Exercise passage
•••••
So I woke up one day with this ache that ran from my neck to my hand. The pain was a solid six (on a scale of ten), and it was constant enough to interfere with my day-to-day.
Googling wasn’t the best of ideas, since the symptoms matched that of a heart attack. Two doctor appointments and one Chinese masseuse (not a sitcom) later, I’m still perplexed as to what it was.
Weeks have passed, and I’ve forgotten the comforts of a painless day. Only lying down seemed to alleviate the torment, and I spent most of my time suffering in silence at my office desk and while stuck in traffic.
As my asshole body would have it, the only other time the pain goes away is during exercise. Worried that I’d exacerbate the problem, I stuck to lower-body workouts, one of which was running.
So I put on my running shoes and went out for a jog. I had originally planned to run for half an hour, but since it had been a while since my last run, I was already dead before ten minutes had passed.
Going home wasn’t an option, because I had already taken the trouble to dress up and shit, so I figured I’d drag myself across the thirty minute mark.
•••••
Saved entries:

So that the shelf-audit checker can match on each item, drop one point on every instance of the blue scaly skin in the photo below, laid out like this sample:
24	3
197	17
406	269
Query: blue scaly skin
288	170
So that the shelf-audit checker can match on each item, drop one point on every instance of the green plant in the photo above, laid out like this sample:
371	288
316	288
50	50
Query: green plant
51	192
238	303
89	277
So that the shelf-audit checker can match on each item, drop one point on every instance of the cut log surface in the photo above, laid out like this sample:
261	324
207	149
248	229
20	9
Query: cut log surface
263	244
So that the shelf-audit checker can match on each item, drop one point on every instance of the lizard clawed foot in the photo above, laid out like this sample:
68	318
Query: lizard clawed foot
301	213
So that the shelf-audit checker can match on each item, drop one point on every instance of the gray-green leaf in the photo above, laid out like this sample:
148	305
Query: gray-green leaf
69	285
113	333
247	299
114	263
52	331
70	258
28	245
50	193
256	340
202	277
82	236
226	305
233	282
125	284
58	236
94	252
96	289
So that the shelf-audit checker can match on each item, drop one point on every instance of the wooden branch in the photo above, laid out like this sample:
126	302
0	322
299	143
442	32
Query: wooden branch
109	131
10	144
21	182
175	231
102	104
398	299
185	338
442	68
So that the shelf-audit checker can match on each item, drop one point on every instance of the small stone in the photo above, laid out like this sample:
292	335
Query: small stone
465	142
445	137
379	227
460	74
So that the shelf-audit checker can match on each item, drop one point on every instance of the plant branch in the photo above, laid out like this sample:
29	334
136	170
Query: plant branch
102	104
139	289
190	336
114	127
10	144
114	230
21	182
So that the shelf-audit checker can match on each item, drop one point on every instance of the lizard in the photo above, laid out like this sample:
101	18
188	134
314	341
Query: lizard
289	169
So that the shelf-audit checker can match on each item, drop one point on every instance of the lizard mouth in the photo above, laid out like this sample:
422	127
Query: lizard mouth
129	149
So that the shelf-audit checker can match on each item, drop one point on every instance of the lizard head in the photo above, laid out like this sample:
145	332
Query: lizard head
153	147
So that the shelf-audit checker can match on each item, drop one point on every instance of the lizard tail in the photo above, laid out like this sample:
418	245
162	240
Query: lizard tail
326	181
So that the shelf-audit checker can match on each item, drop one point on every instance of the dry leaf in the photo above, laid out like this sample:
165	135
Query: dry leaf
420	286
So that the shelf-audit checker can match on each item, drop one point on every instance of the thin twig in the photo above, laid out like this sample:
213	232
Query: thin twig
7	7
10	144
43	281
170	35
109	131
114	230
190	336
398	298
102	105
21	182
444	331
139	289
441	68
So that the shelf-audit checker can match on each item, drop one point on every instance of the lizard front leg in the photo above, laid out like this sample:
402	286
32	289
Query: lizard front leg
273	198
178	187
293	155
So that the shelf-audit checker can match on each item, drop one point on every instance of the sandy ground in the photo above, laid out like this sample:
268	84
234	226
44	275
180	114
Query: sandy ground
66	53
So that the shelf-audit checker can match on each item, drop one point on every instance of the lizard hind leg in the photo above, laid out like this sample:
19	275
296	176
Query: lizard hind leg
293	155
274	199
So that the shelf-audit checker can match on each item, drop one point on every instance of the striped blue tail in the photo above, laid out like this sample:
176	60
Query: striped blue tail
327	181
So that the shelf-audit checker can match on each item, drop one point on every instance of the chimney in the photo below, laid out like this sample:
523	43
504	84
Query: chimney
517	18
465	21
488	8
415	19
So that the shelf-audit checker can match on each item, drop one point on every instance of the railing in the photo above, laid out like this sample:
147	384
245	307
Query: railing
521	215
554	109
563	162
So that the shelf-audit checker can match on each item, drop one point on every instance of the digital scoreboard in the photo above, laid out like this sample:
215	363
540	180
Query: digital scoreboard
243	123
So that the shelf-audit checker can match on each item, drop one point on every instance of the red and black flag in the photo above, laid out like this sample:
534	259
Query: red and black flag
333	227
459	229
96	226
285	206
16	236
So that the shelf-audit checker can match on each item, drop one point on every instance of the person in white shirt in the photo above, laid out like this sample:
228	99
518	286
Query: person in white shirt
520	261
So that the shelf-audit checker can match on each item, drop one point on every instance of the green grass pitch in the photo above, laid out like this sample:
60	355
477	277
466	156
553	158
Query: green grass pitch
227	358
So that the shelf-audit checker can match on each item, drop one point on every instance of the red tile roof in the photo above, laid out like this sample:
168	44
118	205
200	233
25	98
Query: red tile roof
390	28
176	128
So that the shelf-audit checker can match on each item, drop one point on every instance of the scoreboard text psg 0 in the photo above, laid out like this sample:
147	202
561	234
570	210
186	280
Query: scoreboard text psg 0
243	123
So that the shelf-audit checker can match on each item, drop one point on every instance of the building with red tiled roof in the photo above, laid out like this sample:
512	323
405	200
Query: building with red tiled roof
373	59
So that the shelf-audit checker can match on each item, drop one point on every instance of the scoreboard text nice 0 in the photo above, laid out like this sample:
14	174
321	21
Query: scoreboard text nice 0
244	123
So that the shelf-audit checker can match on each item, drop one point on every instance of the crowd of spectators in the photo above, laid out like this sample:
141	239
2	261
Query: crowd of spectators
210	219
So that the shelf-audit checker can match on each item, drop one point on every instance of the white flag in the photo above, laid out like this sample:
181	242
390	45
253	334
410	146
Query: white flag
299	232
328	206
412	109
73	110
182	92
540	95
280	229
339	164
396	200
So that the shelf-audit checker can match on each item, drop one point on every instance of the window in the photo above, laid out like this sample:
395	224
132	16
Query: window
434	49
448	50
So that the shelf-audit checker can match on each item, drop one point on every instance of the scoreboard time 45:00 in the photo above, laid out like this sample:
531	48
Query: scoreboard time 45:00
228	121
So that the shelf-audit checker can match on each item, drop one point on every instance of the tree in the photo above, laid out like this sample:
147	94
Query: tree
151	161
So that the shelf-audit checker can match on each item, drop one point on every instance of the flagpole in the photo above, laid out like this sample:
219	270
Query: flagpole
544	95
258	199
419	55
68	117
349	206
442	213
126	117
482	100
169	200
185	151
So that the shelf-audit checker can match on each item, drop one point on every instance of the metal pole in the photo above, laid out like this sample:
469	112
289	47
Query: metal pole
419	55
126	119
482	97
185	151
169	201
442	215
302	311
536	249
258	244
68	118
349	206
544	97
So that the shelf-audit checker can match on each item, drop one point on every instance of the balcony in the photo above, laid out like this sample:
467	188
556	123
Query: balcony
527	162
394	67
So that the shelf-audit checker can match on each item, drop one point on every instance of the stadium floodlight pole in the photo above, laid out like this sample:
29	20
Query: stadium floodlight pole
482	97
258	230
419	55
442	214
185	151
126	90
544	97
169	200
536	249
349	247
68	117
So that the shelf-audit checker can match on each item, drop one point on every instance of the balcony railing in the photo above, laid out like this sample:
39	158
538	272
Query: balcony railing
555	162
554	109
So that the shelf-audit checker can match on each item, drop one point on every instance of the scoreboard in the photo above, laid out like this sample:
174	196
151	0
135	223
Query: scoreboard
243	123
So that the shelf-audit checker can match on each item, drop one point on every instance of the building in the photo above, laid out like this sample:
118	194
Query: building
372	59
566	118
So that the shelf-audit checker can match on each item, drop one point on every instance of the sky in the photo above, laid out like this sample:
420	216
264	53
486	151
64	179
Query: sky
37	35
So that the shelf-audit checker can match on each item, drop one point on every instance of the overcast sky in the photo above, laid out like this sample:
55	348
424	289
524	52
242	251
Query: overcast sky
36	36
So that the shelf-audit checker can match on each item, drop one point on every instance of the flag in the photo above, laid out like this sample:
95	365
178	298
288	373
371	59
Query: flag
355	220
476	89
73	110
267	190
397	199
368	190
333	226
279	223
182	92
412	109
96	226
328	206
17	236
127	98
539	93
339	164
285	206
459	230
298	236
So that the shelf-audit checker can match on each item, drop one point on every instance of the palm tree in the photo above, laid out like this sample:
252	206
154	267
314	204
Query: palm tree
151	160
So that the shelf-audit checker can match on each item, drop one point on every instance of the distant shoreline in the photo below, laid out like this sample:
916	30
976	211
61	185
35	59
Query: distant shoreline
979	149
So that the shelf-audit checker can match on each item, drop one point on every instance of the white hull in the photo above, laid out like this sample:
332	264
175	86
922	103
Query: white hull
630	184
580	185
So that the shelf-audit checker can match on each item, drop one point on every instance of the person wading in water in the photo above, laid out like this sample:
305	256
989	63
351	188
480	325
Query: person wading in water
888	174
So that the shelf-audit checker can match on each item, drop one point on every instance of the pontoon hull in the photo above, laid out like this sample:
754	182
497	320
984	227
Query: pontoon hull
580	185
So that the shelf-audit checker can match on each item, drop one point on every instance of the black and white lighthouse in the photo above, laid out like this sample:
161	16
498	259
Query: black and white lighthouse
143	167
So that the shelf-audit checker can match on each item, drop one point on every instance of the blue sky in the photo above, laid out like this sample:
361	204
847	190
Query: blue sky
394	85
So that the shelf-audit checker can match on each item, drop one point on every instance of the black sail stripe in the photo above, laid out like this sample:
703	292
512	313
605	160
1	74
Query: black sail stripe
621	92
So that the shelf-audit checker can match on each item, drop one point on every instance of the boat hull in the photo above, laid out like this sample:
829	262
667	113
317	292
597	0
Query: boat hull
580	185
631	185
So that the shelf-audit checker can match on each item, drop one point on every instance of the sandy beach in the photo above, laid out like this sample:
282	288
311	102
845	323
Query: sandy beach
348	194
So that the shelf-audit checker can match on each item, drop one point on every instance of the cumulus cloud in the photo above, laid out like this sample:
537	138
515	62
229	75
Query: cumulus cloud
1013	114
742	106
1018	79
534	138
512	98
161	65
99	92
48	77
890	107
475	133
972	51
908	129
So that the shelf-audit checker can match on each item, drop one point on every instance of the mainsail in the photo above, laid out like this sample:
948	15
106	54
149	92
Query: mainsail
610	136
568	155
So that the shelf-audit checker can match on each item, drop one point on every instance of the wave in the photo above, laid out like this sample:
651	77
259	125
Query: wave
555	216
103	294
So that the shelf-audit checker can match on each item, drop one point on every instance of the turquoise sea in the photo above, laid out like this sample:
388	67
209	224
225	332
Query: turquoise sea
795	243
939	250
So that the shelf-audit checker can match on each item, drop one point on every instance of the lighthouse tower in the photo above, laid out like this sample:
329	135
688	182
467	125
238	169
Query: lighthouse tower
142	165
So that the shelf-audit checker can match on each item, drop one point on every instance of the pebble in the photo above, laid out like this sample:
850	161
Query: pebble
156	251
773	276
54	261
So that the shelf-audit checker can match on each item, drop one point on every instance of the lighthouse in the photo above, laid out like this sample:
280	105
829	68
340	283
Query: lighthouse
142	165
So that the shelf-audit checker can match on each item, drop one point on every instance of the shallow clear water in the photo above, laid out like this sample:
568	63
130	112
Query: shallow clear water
•••••
Exercise objective
Extract the full account of the arm and neck pain and the jog, reproducing every word of it unchanged. The listing plays no part in what is asked here.

Worked solution
So I woke up one day with this ache that ran from my neck to my hand. The pain was a solid six (on a scale of ten), and it was constant enough to interfere with my day-to-day.
Googling wasn’t the best of ideas, since the symptoms matched that of a heart attack. Two doctor appointments and one Chinese masseuse (not a sitcom) later, I’m still perplexed as to what it was.
Weeks have passed, and I’ve forgotten the comforts of a painless day. Only lying down seemed to alleviate the torment, and I spent most of my time suffering in silence at my office desk and while stuck in traffic.
As my asshole body would have it, the only other time the pain goes away is during exercise. Worried that I’d exacerbate the problem, I stuck to lower-body workouts, one of which was running.
So I put on my running shoes and went out for a jog. I had originally planned to run for half an hour, but since it had been a while since my last run, I was already dead before ten minutes had passed.
Going home wasn’t an option, because I had already taken the trouble to dress up and shit, so I figured I’d drag myself across the thirty minute mark.